── DATA RECORDS

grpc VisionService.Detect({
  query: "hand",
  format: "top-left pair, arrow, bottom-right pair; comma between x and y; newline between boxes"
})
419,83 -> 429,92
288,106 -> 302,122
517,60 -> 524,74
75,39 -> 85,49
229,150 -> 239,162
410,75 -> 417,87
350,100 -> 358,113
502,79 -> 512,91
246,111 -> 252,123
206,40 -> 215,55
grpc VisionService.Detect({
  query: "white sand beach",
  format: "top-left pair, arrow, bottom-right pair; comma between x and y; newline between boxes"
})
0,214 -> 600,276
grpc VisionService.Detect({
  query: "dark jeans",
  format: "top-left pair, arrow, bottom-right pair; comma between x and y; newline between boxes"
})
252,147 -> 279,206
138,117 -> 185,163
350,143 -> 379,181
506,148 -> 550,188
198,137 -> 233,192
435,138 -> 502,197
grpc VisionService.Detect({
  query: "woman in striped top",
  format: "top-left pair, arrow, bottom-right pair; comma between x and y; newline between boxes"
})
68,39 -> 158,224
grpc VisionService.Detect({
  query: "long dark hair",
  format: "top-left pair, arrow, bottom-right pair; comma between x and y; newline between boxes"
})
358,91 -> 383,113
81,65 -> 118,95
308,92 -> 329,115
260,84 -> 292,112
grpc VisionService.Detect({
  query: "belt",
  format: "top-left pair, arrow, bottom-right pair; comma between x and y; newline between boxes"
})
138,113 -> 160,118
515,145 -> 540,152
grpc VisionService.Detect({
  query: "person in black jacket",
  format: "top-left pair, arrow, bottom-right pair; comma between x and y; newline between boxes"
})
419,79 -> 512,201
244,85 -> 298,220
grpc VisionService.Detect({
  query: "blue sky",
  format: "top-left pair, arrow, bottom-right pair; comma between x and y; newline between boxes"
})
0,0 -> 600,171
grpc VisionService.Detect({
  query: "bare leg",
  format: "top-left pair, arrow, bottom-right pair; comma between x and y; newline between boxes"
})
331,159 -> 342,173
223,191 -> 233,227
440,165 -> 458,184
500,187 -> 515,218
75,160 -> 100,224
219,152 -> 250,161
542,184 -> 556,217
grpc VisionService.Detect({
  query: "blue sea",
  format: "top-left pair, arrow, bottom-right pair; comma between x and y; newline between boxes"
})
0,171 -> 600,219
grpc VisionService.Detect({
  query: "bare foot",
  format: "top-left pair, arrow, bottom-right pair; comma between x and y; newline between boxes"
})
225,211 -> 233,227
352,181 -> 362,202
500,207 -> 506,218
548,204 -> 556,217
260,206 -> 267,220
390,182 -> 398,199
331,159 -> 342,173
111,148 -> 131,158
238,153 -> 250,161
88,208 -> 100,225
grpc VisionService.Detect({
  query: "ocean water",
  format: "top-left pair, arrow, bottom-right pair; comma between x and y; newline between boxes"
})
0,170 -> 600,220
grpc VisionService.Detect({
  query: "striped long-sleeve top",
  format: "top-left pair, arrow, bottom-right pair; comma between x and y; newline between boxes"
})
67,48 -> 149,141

────

### GIVEN REQUEST
Please copy the lines above without a single change.

### RESULT FOR THIS TASK
grpc VisionService.Detect({
  query: "hand",
  format: "top-left pair, arrow, bottom-right pair; comma between x and y; newline between boxes"
})
419,83 -> 429,92
288,106 -> 302,122
517,60 -> 524,74
75,39 -> 85,49
229,150 -> 239,162
410,75 -> 417,87
350,100 -> 358,113
502,79 -> 512,91
246,111 -> 252,123
206,40 -> 215,55
grpc VisionService.Detect({
  query: "white sand beach",
  format: "top-left pair, arrow, bottom-right pair; comma between x and y; newline between boxes"
})
0,214 -> 600,276
grpc VisionService.Detect({
  query: "dark jeans",
  format: "top-left pair, arrow, bottom-right pair; comma between x and y; newline between boxes"
})
252,147 -> 279,206
138,117 -> 185,163
350,143 -> 379,181
506,148 -> 550,188
198,137 -> 233,192
435,138 -> 502,197
grpc VisionService.Detect({
  query: "woman in striped top",
  format: "top-left pair, arrow, bottom-right pair; comma between x and y; newline between boxes"
})
68,39 -> 158,224
grpc VisionService.Detect({
  query: "long dark hair",
  format: "top-left pair, arrow, bottom-right pair; comma between x and y; newline between boxes"
})
358,91 -> 383,113
81,65 -> 118,95
308,92 -> 329,115
260,84 -> 292,112
grpc VisionService.Detect({
  query: "belt",
  format: "top-left pair, arrow, bottom-right pair; comma between x and y; newline between boxes"
})
138,113 -> 160,118
515,145 -> 540,152
grpc VisionService.Detect({
  query: "person in black jacket",
  format: "top-left pair, arrow, bottom-right pair; comma between x and y; newline between boxes"
})
419,79 -> 512,201
244,85 -> 298,220
grpc VisionService.Detect({
  query: "blue sky",
  format: "top-left pair, arrow, bottom-right pair; comma between x and y; newline between boxes"
})
0,0 -> 600,171
grpc VisionService.Detect({
  query: "bare leg",
  format: "top-left pair, arrow, bottom-right pair; comma between x and y; newline between boxes"
})
331,159 -> 342,173
223,191 -> 233,227
440,165 -> 458,184
500,187 -> 515,218
75,160 -> 100,224
219,152 -> 250,161
542,184 -> 556,217
grpc VisionService.Detect({
  query: "blue sea",
  format: "top-left pair, arrow, bottom-right pair; comma between x and y; newline between boxes"
})
0,171 -> 600,219
grpc VisionService.Detect({
  query: "bare foot",
  format: "top-left pair, arrow, bottom-right pair; comma between x and y; newline between boxes"
})
225,211 -> 233,227
352,181 -> 362,202
500,207 -> 506,218
548,204 -> 556,217
260,206 -> 267,220
390,182 -> 398,199
331,159 -> 342,173
111,148 -> 131,158
238,153 -> 250,161
88,208 -> 100,225
grpc VisionService.Detect({
  query: "ocean water",
  format: "top-left pair, arrow, bottom-right pair; comma between x and y; newline between boxes"
})
0,170 -> 600,220
grpc VisionService.Detect({
  query: "striped long-sleeve top",
  format: "top-left pair, arrow, bottom-right pair; comma between x and y; newline between boxes"
})
67,48 -> 149,141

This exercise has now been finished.